Problem statement »
Without any omission, reproduce the records that follow.

··· Input data ···

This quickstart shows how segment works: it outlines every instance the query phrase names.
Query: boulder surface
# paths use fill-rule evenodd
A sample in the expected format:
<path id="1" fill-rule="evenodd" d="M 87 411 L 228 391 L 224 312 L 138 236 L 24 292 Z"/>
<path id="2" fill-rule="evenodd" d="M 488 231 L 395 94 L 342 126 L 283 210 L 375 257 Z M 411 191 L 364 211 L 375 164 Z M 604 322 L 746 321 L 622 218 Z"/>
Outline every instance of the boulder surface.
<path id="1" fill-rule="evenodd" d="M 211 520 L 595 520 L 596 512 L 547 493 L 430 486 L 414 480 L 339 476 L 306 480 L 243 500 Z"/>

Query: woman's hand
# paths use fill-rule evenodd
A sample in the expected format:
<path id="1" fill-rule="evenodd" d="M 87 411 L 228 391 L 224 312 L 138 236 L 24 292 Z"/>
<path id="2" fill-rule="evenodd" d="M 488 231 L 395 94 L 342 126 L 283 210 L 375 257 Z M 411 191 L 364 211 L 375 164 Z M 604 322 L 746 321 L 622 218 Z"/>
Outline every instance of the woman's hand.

···

Written reply »
This quickstart shows how segment works: it outlines every instance the query phrase names.
Query: boulder surface
# paths use fill-rule evenodd
A sample in the expected format:
<path id="1" fill-rule="evenodd" d="M 87 411 L 228 391 L 224 312 L 138 236 L 24 292 Z"/>
<path id="2" fill-rule="evenodd" d="M 488 231 L 395 94 L 342 126 L 283 210 L 375 257 Z M 411 191 L 364 211 L 375 164 Z M 604 322 L 746 321 L 622 218 Z"/>
Outline every instance of the boulder surface.
<path id="1" fill-rule="evenodd" d="M 211 520 L 595 520 L 596 512 L 547 493 L 430 486 L 414 480 L 339 476 L 306 480 L 243 500 Z"/>

Query: woman's hand
# paths use fill-rule evenodd
A sample in the expected format:
<path id="1" fill-rule="evenodd" d="M 87 411 L 228 391 L 224 312 L 138 236 L 24 292 Z"/>
<path id="2" fill-rule="evenodd" d="M 488 231 L 395 94 L 342 126 L 283 210 L 375 257 Z M 411 191 L 364 211 L 375 164 Z M 604 322 L 746 321 L 622 218 Z"/>
Outline every instance of the woman's hand.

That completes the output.